• WORK TASK:
An exact transcription of the entries is required, with no images included.

• DATA UNDER STUDY:
|---|

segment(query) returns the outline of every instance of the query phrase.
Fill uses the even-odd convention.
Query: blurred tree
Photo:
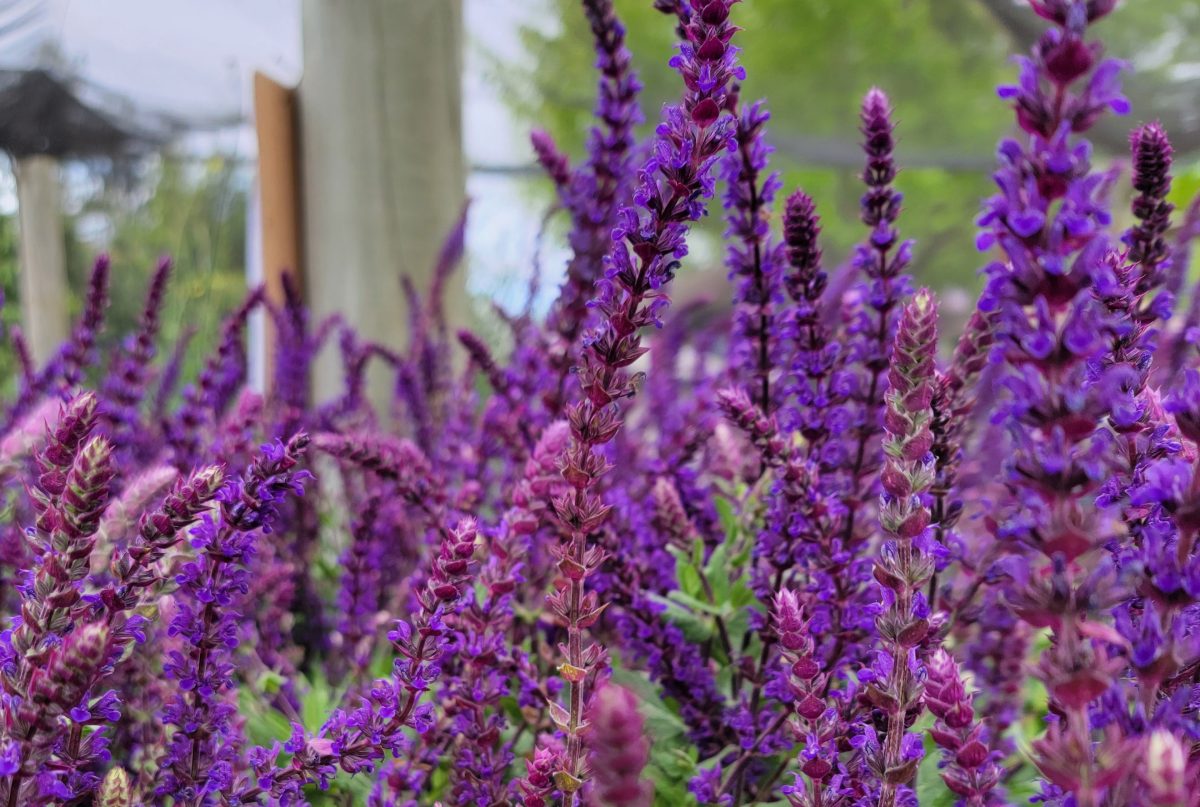
[[[132,182],[105,181],[112,177],[94,171],[94,191],[70,216],[70,316],[79,314],[80,291],[87,287],[96,253],[107,251],[113,263],[111,303],[101,343],[120,341],[137,324],[158,258],[171,256],[175,271],[160,345],[166,352],[185,331],[195,330],[184,365],[186,378],[198,372],[213,347],[221,318],[246,294],[248,180],[235,160],[221,157],[197,163],[164,155],[141,170]],[[6,328],[20,322],[15,236],[15,217],[0,217],[0,288],[9,301],[3,310]],[[15,391],[16,374],[5,340],[0,347],[0,394]]]
[[[578,154],[595,83],[591,41],[578,0],[548,2],[550,20],[523,32],[532,62],[526,69],[504,65],[495,78],[521,116]],[[649,126],[679,92],[666,66],[673,26],[648,0],[615,4],[646,84]],[[1009,54],[1027,46],[1027,29],[1042,28],[1024,6],[1014,0],[753,0],[738,7],[745,30],[737,43],[748,74],[743,96],[767,99],[768,136],[778,149],[774,166],[789,189],[804,187],[817,200],[831,260],[843,259],[864,235],[857,220],[858,103],[878,85],[896,108],[901,231],[917,239],[919,281],[978,283],[983,261],[975,257],[972,221],[979,200],[991,192],[995,142],[1012,131],[1012,114],[995,86],[1015,79]],[[1175,117],[1186,120],[1184,112],[1194,107],[1181,89],[1190,86],[1180,78],[1188,74],[1178,68],[1200,63],[1200,38],[1180,32],[1195,30],[1198,21],[1200,7],[1191,0],[1139,0],[1122,4],[1105,22],[1109,52],[1146,64],[1131,85],[1135,109],[1153,97],[1155,105],[1145,106],[1158,116],[1166,117],[1174,103]],[[1119,134],[1114,148],[1141,119],[1135,112],[1112,124]],[[1200,131],[1200,122],[1193,125]],[[1190,131],[1180,136],[1190,143]],[[718,232],[712,224],[709,231]]]
[[[248,183],[234,159],[197,162],[164,155],[149,165],[132,193],[110,188],[84,205],[77,222],[99,216],[109,224],[104,249],[112,258],[112,302],[104,340],[120,340],[136,325],[150,274],[166,255],[175,269],[160,344],[173,345],[184,331],[195,330],[183,377],[199,371],[222,317],[246,294]],[[86,287],[95,249],[77,239],[70,245],[67,272],[73,289]],[[74,300],[72,315],[78,306]]]
[[[0,327],[4,336],[0,338],[0,395],[10,396],[17,388],[20,372],[12,349],[9,347],[8,331],[21,324],[21,309],[15,304],[20,287],[18,275],[20,260],[17,257],[17,217],[0,216],[0,292],[5,305],[0,311]]]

|---|

• EXERCISE ANSWER:
segment(query) returns the outline of every instance of the query phrase.
Fill uses the even-odd convention.
Query: blurred tree
Photo:
[[[132,182],[105,181],[112,177],[94,171],[94,191],[70,216],[70,316],[79,314],[80,291],[87,287],[96,253],[107,251],[113,263],[111,303],[101,343],[120,341],[137,324],[158,258],[171,256],[175,271],[160,345],[166,352],[185,331],[195,330],[184,365],[186,378],[198,372],[213,347],[221,318],[246,294],[248,180],[235,160],[221,157],[197,163],[164,155],[141,170]],[[6,328],[20,322],[15,236],[15,217],[0,217],[0,288],[9,301],[3,310]],[[15,391],[16,374],[5,340],[0,347],[0,394]]]
[[[578,154],[595,83],[591,41],[578,0],[548,2],[550,20],[523,32],[532,62],[526,69],[504,65],[495,78],[521,116]],[[649,126],[679,92],[666,66],[673,26],[648,0],[615,4],[646,84]],[[1009,54],[1027,46],[1027,29],[1042,28],[1024,6],[1014,0],[753,0],[738,7],[745,30],[737,43],[748,74],[743,96],[767,99],[768,136],[778,149],[774,166],[789,189],[804,187],[817,200],[831,260],[843,259],[864,235],[857,220],[858,103],[878,85],[896,108],[901,231],[917,239],[919,281],[978,283],[983,261],[975,257],[972,221],[979,200],[991,192],[995,142],[1012,131],[1012,114],[995,86],[1015,79]],[[1175,117],[1186,120],[1184,112],[1194,107],[1181,89],[1190,86],[1180,78],[1188,74],[1178,68],[1200,63],[1200,38],[1180,32],[1195,30],[1198,21],[1200,7],[1191,0],[1139,0],[1122,4],[1105,22],[1109,52],[1146,64],[1131,85],[1135,109],[1153,97],[1155,105],[1145,106],[1158,116],[1166,117],[1174,103]],[[1119,134],[1114,148],[1141,119],[1135,112],[1112,124]],[[1200,131],[1200,122],[1193,125]],[[1190,131],[1180,136],[1190,143]],[[718,232],[712,224],[709,231]]]
[[[248,183],[234,159],[197,162],[164,155],[149,165],[132,193],[110,188],[84,205],[77,222],[99,216],[109,224],[104,249],[112,258],[112,302],[104,340],[120,340],[136,325],[150,274],[166,255],[175,269],[160,344],[173,345],[184,331],[195,330],[183,377],[199,371],[222,317],[246,294]],[[86,287],[95,249],[77,239],[70,245],[67,272],[73,289]],[[74,300],[72,315],[78,306]]]
[[[0,327],[4,336],[0,338],[0,395],[10,396],[17,388],[20,372],[12,349],[9,347],[8,331],[21,324],[21,309],[15,304],[20,287],[18,275],[20,260],[17,257],[17,217],[0,216],[0,292],[5,305],[0,311]]]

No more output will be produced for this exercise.